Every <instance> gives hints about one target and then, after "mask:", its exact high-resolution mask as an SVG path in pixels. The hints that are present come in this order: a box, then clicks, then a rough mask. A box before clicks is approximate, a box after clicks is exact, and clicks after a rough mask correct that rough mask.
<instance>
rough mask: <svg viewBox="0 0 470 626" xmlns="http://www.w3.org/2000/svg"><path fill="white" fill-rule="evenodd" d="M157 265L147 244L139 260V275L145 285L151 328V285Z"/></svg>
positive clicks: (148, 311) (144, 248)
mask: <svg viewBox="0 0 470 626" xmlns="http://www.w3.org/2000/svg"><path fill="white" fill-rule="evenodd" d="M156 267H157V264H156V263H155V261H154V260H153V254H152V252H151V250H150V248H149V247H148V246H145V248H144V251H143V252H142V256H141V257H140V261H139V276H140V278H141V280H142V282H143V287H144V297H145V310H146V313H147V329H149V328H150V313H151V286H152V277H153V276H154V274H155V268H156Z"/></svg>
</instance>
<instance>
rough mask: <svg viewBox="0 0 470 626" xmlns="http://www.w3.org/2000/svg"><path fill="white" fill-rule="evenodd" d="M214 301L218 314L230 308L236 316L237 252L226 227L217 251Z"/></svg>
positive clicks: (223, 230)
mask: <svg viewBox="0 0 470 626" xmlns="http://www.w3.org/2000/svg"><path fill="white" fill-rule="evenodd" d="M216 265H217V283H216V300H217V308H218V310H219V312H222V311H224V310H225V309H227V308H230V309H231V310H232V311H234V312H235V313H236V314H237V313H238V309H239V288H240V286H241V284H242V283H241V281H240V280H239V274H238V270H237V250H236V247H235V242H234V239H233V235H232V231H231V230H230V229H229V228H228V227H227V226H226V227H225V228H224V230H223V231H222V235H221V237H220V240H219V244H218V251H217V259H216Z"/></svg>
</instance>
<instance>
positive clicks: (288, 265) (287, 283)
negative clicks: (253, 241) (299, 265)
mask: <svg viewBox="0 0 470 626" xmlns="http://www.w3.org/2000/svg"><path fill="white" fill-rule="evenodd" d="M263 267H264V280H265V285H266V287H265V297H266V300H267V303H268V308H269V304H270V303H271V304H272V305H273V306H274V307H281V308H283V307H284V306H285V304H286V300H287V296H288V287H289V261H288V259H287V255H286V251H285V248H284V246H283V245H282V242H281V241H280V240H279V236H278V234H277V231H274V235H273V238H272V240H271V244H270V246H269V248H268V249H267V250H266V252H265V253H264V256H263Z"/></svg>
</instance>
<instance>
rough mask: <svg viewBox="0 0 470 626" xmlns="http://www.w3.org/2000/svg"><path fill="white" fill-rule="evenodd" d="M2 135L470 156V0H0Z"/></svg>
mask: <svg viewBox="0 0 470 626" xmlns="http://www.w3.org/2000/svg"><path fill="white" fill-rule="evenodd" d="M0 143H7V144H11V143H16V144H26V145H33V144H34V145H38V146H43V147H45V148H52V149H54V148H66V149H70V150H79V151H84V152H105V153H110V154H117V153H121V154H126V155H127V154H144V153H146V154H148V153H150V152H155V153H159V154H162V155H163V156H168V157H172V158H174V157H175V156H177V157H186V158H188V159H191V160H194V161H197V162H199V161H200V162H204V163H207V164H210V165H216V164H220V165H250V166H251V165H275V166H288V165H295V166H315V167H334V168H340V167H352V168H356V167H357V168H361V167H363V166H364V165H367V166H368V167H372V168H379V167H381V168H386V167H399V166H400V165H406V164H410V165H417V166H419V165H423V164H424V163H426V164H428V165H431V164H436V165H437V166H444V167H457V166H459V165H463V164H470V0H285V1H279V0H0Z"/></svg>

### [Work request]
Give back the complete data, each line unchanged.

### [Result of this task]
Every <instance> gives hints about one target and then, after "mask:", its exact high-resolution mask as an SVG path in pixels. The hints that are present come in this order: a box, then clicks, then a rough mask. A box before clicks is approximate, a box after clicks is exact, and clicks after a rough mask correct that rough mask.
<instance>
rough mask: <svg viewBox="0 0 470 626" xmlns="http://www.w3.org/2000/svg"><path fill="white" fill-rule="evenodd" d="M157 265L147 244L139 260V275L145 285L151 328V285Z"/></svg>
positive clicks: (148, 311) (144, 248)
mask: <svg viewBox="0 0 470 626" xmlns="http://www.w3.org/2000/svg"><path fill="white" fill-rule="evenodd" d="M156 267H157V264H156V263H155V261H154V260H153V254H152V252H151V250H150V248H149V247H148V246H145V248H144V251H143V252H142V256H141V257H140V261H139V276H140V278H141V280H142V282H143V287H144V297H145V310H146V313H147V329H149V328H150V313H151V286H152V277H153V276H154V274H155V268H156Z"/></svg>
</instance>
<instance>
rough mask: <svg viewBox="0 0 470 626" xmlns="http://www.w3.org/2000/svg"><path fill="white" fill-rule="evenodd" d="M214 301L218 314L230 308L236 316L237 252L226 227L217 251Z"/></svg>
positive clicks: (223, 230)
mask: <svg viewBox="0 0 470 626" xmlns="http://www.w3.org/2000/svg"><path fill="white" fill-rule="evenodd" d="M216 265H217V283H216V300H217V308H218V310H219V312H222V311H224V310H225V309H227V308H230V309H231V310H232V311H234V312H235V313H236V314H237V313H238V309H239V288H240V286H241V284H242V283H241V281H240V280H239V274H238V270H237V250H236V247H235V242H234V239H233V235H232V231H231V230H230V229H229V228H228V227H227V226H226V227H225V228H224V230H223V231H222V235H221V237H220V240H219V244H218V251H217V259H216Z"/></svg>
</instance>
<instance>
positive clicks: (288, 265) (287, 283)
negative clicks: (253, 241) (299, 265)
mask: <svg viewBox="0 0 470 626" xmlns="http://www.w3.org/2000/svg"><path fill="white" fill-rule="evenodd" d="M263 267H264V280H265V285H266V287H265V297H266V300H267V303H268V308H269V304H270V303H271V304H272V305H273V306H274V307H281V308H283V307H284V306H285V304H286V300H287V296H288V287H289V261H288V259H287V255H286V251H285V248H284V246H283V245H282V242H281V241H280V240H279V236H278V234H277V231H274V235H273V238H272V240H271V244H270V246H269V248H268V249H267V250H266V252H265V253H264V256H263Z"/></svg>
</instance>
<instance>
rough mask: <svg viewBox="0 0 470 626" xmlns="http://www.w3.org/2000/svg"><path fill="white" fill-rule="evenodd" d="M2 135L470 156V0H0Z"/></svg>
mask: <svg viewBox="0 0 470 626" xmlns="http://www.w3.org/2000/svg"><path fill="white" fill-rule="evenodd" d="M0 143H7V144H11V143H16V144H26V145H33V144H34V145H38V146H43V147H45V148H52V149H54V148H66V149H70V150H79V151H84V152H105V153H110V154H117V153H121V154H126V155H127V154H144V153H146V154H148V153H150V152H155V153H159V154H162V155H163V156H168V157H172V158H174V157H175V156H177V157H186V158H188V159H191V160H194V161H197V162H199V161H200V162H204V163H207V164H210V165H216V164H220V165H250V166H251V165H275V166H288V165H295V166H315V167H334V168H340V167H352V168H356V167H357V168H361V167H363V166H364V165H367V166H368V167H372V168H379V167H381V168H386V167H399V166H400V165H406V164H410V165H417V166H419V165H423V164H424V163H426V164H428V165H431V164H436V165H437V166H444V167H457V166H459V165H463V164H470V0H285V1H279V0H0Z"/></svg>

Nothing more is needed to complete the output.